Exercise objective: Recast the records, from the line containing "# point at: carved fruit" through the end, as a numbered list, leaving out any blank lines. List only those lines.

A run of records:
────────────────────────────────────────

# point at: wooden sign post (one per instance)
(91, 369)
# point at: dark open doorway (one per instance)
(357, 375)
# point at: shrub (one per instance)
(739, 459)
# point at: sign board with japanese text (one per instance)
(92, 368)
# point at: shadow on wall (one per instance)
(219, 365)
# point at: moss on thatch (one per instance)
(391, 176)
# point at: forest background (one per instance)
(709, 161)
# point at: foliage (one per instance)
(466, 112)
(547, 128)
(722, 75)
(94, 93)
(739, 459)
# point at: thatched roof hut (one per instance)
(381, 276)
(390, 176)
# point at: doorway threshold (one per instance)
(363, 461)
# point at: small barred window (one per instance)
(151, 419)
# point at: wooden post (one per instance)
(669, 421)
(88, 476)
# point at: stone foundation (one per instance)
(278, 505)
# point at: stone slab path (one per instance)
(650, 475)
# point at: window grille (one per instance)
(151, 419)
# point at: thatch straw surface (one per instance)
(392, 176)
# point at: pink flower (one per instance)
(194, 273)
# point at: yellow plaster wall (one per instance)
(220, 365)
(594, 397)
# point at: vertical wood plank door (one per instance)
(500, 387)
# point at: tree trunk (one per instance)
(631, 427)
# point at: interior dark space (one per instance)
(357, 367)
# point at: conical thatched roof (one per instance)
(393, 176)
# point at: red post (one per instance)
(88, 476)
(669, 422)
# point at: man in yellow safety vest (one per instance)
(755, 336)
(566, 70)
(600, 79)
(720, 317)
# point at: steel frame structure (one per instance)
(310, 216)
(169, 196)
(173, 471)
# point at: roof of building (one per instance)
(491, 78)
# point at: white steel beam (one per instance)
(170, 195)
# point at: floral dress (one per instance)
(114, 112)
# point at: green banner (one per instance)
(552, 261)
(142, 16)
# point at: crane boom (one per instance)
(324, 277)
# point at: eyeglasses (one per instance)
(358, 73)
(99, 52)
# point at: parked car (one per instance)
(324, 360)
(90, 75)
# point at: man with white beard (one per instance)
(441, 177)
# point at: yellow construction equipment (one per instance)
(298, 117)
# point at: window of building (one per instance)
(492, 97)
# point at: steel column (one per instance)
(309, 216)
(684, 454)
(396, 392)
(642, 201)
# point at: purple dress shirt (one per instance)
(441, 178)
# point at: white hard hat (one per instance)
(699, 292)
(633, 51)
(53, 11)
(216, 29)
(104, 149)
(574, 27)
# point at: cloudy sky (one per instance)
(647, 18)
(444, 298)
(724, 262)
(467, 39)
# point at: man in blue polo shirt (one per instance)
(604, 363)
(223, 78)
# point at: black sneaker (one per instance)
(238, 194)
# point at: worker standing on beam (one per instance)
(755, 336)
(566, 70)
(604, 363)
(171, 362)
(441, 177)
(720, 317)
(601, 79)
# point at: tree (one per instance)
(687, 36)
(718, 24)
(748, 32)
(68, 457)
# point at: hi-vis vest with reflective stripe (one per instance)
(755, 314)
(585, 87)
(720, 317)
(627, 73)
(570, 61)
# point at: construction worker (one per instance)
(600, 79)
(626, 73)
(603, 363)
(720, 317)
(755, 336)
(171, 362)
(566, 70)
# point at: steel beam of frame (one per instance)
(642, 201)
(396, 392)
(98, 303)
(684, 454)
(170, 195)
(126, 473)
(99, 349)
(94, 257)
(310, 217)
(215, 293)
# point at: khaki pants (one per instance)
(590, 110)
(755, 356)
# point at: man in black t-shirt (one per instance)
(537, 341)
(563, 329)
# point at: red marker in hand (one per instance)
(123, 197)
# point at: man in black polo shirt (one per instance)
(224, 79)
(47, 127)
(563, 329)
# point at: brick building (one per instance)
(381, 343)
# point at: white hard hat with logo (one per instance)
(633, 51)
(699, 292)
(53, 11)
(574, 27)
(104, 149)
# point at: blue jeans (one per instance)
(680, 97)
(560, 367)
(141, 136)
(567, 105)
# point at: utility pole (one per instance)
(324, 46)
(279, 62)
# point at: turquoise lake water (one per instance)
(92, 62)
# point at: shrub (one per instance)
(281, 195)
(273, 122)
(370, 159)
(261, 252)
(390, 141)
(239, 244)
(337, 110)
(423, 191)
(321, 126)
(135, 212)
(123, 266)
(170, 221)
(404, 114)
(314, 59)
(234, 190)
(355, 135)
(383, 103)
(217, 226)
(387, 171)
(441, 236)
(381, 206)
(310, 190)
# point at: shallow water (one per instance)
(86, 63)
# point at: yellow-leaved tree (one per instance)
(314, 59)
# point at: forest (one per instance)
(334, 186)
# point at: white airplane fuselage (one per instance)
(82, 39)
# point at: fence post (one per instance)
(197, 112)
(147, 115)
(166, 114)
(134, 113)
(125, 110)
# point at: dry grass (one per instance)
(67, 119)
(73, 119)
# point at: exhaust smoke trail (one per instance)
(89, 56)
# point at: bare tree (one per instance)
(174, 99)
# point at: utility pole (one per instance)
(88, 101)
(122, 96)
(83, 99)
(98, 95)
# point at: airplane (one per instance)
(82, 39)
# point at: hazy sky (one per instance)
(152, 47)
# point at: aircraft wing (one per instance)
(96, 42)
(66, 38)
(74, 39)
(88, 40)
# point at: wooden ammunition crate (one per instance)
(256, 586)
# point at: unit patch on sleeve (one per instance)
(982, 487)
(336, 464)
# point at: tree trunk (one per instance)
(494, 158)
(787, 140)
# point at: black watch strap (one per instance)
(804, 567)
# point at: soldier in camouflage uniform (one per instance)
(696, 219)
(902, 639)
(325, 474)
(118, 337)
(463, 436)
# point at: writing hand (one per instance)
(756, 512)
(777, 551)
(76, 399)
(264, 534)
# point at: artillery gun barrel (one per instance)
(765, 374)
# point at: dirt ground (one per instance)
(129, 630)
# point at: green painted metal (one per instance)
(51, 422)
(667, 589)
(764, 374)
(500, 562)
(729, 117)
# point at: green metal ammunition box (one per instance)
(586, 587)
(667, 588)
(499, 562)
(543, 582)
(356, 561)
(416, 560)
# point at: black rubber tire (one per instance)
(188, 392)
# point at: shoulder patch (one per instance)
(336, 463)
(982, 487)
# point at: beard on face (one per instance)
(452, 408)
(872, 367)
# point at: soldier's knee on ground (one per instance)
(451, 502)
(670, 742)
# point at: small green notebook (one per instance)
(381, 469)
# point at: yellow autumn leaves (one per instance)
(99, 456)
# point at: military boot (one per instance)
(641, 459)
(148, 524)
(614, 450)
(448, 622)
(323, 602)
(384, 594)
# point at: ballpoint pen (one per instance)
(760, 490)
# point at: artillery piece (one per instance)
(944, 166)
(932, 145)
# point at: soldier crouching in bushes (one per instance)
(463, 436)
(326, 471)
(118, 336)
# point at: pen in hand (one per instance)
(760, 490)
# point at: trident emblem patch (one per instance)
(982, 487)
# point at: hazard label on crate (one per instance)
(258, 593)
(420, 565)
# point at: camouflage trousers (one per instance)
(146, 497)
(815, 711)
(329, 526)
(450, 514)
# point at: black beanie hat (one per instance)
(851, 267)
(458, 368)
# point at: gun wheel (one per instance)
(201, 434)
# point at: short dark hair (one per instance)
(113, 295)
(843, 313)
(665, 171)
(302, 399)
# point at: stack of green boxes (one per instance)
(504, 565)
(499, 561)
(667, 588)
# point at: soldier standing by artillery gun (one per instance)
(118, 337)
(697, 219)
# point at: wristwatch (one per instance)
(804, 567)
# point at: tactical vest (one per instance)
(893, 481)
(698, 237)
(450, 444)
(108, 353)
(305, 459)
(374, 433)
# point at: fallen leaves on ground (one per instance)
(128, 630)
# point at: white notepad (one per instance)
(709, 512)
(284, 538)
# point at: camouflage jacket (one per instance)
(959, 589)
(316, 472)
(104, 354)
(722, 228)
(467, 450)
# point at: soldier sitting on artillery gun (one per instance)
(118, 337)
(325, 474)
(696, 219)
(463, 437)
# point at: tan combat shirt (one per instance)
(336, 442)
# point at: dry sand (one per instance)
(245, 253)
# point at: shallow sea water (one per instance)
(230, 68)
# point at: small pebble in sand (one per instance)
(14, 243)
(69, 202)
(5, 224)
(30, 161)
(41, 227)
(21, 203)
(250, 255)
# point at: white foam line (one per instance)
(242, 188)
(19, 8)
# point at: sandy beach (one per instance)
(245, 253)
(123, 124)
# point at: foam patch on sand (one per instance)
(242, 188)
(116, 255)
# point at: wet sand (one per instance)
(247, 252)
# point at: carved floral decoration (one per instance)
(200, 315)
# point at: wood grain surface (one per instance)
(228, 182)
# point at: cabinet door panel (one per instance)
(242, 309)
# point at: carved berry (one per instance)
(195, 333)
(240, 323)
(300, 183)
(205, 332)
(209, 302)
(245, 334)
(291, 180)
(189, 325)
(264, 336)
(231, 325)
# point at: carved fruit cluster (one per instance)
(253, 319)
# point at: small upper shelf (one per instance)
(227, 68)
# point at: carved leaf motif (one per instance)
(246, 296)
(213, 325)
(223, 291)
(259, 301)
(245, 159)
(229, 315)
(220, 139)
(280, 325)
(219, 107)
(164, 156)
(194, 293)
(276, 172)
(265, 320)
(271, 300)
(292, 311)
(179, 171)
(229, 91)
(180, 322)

────────────────────────────────────────

Correct result:
1. # point at: carved fruit cluster (one per instance)
2. (253, 319)
3. # point at: small upper shelf (one per instance)
4. (227, 68)
5. # point at: carved leaf motif (one per instance)
6. (246, 296)
7. (213, 325)
8. (223, 291)
9. (259, 301)
10. (245, 159)
11. (229, 315)
12. (220, 139)
13. (280, 325)
14. (219, 107)
15. (164, 156)
16. (194, 293)
17. (276, 172)
18. (265, 320)
19. (271, 300)
20. (292, 311)
21. (179, 171)
22. (229, 91)
23. (180, 322)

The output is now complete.